* WHAT IS NEEDED: Repeat the entries in full. Each line must match exactly.

* DATA FOR THE TASK:
══════
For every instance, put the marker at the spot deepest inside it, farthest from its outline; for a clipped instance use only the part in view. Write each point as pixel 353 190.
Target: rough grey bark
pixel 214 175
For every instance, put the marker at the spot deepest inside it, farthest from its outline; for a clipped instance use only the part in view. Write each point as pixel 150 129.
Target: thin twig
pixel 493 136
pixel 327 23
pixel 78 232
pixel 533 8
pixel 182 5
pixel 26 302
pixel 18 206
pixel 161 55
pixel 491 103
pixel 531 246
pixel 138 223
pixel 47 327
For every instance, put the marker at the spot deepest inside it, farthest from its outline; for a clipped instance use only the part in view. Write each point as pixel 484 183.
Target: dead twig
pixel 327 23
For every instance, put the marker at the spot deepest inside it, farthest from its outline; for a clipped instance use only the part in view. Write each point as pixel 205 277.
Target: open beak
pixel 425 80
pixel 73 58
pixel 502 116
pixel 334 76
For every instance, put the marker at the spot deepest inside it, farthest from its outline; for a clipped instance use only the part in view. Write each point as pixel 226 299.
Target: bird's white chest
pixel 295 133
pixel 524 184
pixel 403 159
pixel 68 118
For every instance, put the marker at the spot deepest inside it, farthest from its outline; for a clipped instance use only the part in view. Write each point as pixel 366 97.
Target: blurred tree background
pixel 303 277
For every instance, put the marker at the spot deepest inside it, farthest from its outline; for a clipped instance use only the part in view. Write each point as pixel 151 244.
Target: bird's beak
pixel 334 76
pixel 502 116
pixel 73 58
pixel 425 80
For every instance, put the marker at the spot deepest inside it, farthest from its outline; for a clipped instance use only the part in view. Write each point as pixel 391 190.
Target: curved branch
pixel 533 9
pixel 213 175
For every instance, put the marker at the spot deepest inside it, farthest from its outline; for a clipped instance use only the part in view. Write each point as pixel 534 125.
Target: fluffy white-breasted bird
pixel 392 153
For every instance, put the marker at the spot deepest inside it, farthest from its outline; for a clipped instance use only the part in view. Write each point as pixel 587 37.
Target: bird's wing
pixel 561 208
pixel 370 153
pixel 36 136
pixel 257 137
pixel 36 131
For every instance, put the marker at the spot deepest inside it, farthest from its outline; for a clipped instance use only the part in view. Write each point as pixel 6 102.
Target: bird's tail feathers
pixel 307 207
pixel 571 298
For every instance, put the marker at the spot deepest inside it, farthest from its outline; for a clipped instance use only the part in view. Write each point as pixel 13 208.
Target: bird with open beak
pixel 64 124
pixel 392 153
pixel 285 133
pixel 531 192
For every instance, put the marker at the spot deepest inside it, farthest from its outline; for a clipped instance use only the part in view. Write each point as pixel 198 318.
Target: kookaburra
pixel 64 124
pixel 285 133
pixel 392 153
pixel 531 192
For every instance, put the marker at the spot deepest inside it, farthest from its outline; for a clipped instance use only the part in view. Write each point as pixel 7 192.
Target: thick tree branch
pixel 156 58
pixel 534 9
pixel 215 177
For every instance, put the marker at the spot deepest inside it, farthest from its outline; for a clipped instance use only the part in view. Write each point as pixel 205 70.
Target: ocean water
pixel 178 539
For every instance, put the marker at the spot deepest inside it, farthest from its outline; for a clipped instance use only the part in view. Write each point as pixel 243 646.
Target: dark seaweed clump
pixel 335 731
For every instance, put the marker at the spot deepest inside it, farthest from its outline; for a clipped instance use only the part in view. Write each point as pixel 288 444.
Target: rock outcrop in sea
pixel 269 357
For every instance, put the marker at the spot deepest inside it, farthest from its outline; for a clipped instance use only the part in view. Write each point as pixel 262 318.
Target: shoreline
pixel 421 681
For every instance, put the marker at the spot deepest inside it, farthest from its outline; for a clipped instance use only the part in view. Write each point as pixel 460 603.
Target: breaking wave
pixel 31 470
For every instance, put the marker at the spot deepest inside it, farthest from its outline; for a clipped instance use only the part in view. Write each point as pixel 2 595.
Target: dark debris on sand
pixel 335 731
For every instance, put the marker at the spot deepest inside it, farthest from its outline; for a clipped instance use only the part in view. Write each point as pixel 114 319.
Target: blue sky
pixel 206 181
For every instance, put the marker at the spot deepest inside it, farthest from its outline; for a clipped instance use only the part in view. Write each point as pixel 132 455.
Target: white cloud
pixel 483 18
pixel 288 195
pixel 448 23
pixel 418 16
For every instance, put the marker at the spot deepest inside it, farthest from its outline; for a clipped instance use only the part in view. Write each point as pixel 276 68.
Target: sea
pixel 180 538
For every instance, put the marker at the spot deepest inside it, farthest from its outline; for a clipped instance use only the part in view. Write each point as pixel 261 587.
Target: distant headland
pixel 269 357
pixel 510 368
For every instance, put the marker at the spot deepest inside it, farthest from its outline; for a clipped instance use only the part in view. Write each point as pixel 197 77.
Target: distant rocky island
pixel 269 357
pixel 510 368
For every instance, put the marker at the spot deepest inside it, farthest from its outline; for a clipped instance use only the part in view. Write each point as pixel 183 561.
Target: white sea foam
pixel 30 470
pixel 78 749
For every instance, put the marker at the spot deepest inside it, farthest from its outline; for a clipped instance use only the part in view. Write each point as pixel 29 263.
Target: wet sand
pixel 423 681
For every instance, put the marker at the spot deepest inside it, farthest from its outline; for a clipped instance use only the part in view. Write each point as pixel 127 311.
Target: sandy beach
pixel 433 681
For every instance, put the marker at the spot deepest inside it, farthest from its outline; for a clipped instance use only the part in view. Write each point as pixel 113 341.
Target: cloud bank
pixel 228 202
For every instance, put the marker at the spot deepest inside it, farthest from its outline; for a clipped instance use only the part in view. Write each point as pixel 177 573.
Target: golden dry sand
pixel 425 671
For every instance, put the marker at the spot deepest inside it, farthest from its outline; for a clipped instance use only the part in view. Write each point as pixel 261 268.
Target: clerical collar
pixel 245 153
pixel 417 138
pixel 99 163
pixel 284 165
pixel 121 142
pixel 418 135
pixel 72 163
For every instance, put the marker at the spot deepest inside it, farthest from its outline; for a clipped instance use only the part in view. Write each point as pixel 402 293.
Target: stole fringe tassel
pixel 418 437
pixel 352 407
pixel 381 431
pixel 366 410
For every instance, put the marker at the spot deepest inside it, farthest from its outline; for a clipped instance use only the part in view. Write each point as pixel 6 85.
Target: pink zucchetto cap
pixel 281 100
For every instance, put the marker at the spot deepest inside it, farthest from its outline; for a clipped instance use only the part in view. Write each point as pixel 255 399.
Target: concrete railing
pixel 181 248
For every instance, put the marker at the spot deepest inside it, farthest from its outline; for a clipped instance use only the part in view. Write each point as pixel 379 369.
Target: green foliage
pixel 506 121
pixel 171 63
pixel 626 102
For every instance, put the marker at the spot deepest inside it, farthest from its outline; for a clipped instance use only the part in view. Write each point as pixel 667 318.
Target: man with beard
══════
* EXERCISE SOLUTION:
For every instance, put the marker at the spot deepest inside it, farthest from its outline; for a clipped instance use only the part in view. Write each point as pixel 353 190.
Target: rough grey bark
pixel 214 175
For every instance, put the marker at the spot deepest inside it, farthest from its outline; for a clipped instance use only the part in view. Write each point as pixel 150 129.
Target: thin twig
pixel 493 136
pixel 327 23
pixel 78 232
pixel 533 8
pixel 182 5
pixel 26 302
pixel 18 206
pixel 161 55
pixel 491 103
pixel 531 246
pixel 138 223
pixel 47 327
For every instance, put the marker at the spot deepest inside it, farthest from its outline; for a clipped instance use only the part in view. Write each point as pixel 484 183.
Target: dead twig
pixel 327 23
For every instance, put the marker at the spot deepest inside it, farthest from its outline; for a clipped instance use only the part in view. Write each point as pixel 205 277.
Target: open beak
pixel 425 80
pixel 73 58
pixel 502 116
pixel 334 76
For every instance, put the marker at the spot deepest inside it, farthest from its outline; for a clipped instance use only the part in view. Write each point as pixel 226 299.
Target: bird's white chest
pixel 295 133
pixel 524 184
pixel 403 159
pixel 68 118
For every instance, put the marker at the spot deepest inside it, farthest from its outline; for a clipped instance use only the part in view. Write each point as pixel 366 97.
Target: blurred tree background
pixel 303 277
For every instance, put the marker at the spot deepest inside it, farthest from its outline; for a clipped instance use only the part in view. Write each point as pixel 151 244.
Target: bird's beak
pixel 334 76
pixel 502 116
pixel 73 58
pixel 425 80
For every instance, put the marker at the spot deepest inside it, farthest from its outline; for a clipped instance use only the part in view. Write each point as pixel 391 190.
Target: curved branch
pixel 533 9
pixel 213 175
For every instance, put the marker at the spot deepest inside it, farthest from its outline; for a clipped instance use only the part in view. Write each point as pixel 534 125.
Target: fluffy white-breasted bird
pixel 392 153
For every instance, put the marker at the spot deepest inside it, farthest from its outline; for a clipped instance use only the part in view. Write each point as pixel 587 37.
Target: bird's wing
pixel 561 208
pixel 370 153
pixel 36 136
pixel 257 137
pixel 36 131
For every instance, put the marker at the spot deepest inside it, farthest from its outline; for a clipped instance use only the part in view. Write each point as pixel 6 102.
Target: bird's tail feathers
pixel 307 207
pixel 571 298
For every instance, put the marker at the spot deepest inside it, farthest from its outline; for a clipped instance use only the part in view. Write each point as pixel 13 208.
Target: bird with open beak
pixel 64 124
pixel 392 153
pixel 285 133
pixel 531 192
For every instance, put the marker at the spot deepest inside it, farthest from its outline; for a clipped instance use only the part in view. Write each point as pixel 198 318.
Target: kookaburra
pixel 64 124
pixel 285 133
pixel 392 153
pixel 531 192
For every instance, put the marker at the spot deepest inside it, farthest from its outline; for a clipped instance use only the part in view. Write each point as pixel 7 192.
Target: thick tree branch
pixel 156 58
pixel 534 9
pixel 215 177
For every instance, put the marker at the spot deepest inside it, farthest from its outline; for a clipped instance use only the part in view. Write each point as pixel 205 70.
Target: ocean water
pixel 178 539
For every instance, put the marker at the spot deepest inside it, farthest from its outline; for a clipped instance use only the part in view. Write each point as pixel 243 646.
Target: dark seaweed clump
pixel 335 731
For every instance, put the marker at the spot deepest inside it, farthest from its outline; for a clipped instance use only the part in view. Write each point as pixel 288 444.
Target: rock outcrop in sea
pixel 269 357
For every instance, put the marker at the spot deepest inside it, farthest from its outline; for a clipped instance use only the part in view. Write each point as pixel 262 318.
Target: shoreline
pixel 421 681
For every instance, put the marker at the spot deepest inside it, farthest from its outline; for a clipped instance use only the part in view. Write each point as pixel 460 603.
Target: breaking wave
pixel 31 470
For every instance, put the marker at the spot deepest inside it, farthest from its outline; for a clipped instance use only the part in view. Write each point as pixel 2 595.
Target: dark debris on sand
pixel 335 731
For every instance, put the marker at the spot deepest inside it, farthest from its outline; for a clipped instance use only the part in view. Write each point as pixel 114 319.
Target: blue sky
pixel 206 181
For every instance, put the marker at the spot deepest inside it, farthest from its outline; for a clipped instance use only the part in view. Write each point as pixel 132 455.
Target: white cloud
pixel 483 18
pixel 288 195
pixel 448 23
pixel 418 16
For every instance, put the marker at the spot deepest inside it, farthest from its outline; for a clipped instance use only the part in view. Write each point as pixel 276 68.
Target: sea
pixel 180 538
For every instance, put the marker at the spot deepest inside it, farthest from its outline; for a clipped instance use only the part in view. Write each point as pixel 261 587.
Target: distant headland
pixel 269 357
pixel 510 368
For every instance, put the marker at the spot deepest inside it, farthest from its outline; for a clipped instance use only the part in view. Write each point as pixel 197 77.
Target: distant rocky island
pixel 269 357
pixel 510 368
For every instance, put the marker at the spot deepest inside it, farthest from its outline; for a clipped instance use only the part in view. Write each point as pixel 183 561.
Target: white sea foam
pixel 30 470
pixel 78 749
For every instance, put the marker at the spot deepest inside it, farthest from its outline; for a clipped instance use only the part in view. Write each point as pixel 29 263.
Target: wet sand
pixel 423 681
For every instance, put the marker at the spot deepest inside it, farthest from its outline; for a clipped instance use only the part in view. Write each point as pixel 127 311.
Target: sandy beach
pixel 433 681
For every instance, put the marker at the spot deepest inside it, farthest from its outline; for a clipped instance use only the part in view. Write each point as pixel 113 341.
Target: cloud bank
pixel 228 202
For every instance, put the marker at the spot deepest inside it, farthest from its outline; for a clipped instance use only the part in view. Write each point as pixel 177 573.
Target: golden dry sand
pixel 425 671
For every instance, put the marker at the spot deepest inside it, farthest from its outline; for a clipped instance use only the part in view. Write each point as pixel 261 268.
Target: clerical collar
pixel 245 153
pixel 417 138
pixel 99 163
pixel 284 165
pixel 121 142
pixel 418 135
pixel 72 163
For every instance, put the marker at the spot deepest inside it, farthest from its outline; for a clipped instance use only the part in view. Write each point as pixel 402 293.
Target: stole fringe tassel
pixel 418 437
pixel 352 407
pixel 381 431
pixel 366 410
For every instance, put the marker at the spot deepest inside it, farthest from its outline; for a clipped instance use only the part in view. Write each point as pixel 6 85.
Target: pink zucchetto cap
pixel 281 100
For every instance, put the marker at the spot deepest inside it, farthest from its outline; for a clipped instance use only the part in view. Write each point as pixel 255 399.
Target: concrete railing
pixel 181 248
For every instance, put the marker at the spot deepest inside it, farthest from its outline; for a clipped instance use only the part in view. Write each point as pixel 379 369.
Target: green foliage
pixel 506 121
pixel 171 63
pixel 626 102
For every instance, put the marker at the spot deepest inside it, farthest from its outline; for a clipped instance use only the part in view. Write each point as pixel 667 318.
Target: man with beard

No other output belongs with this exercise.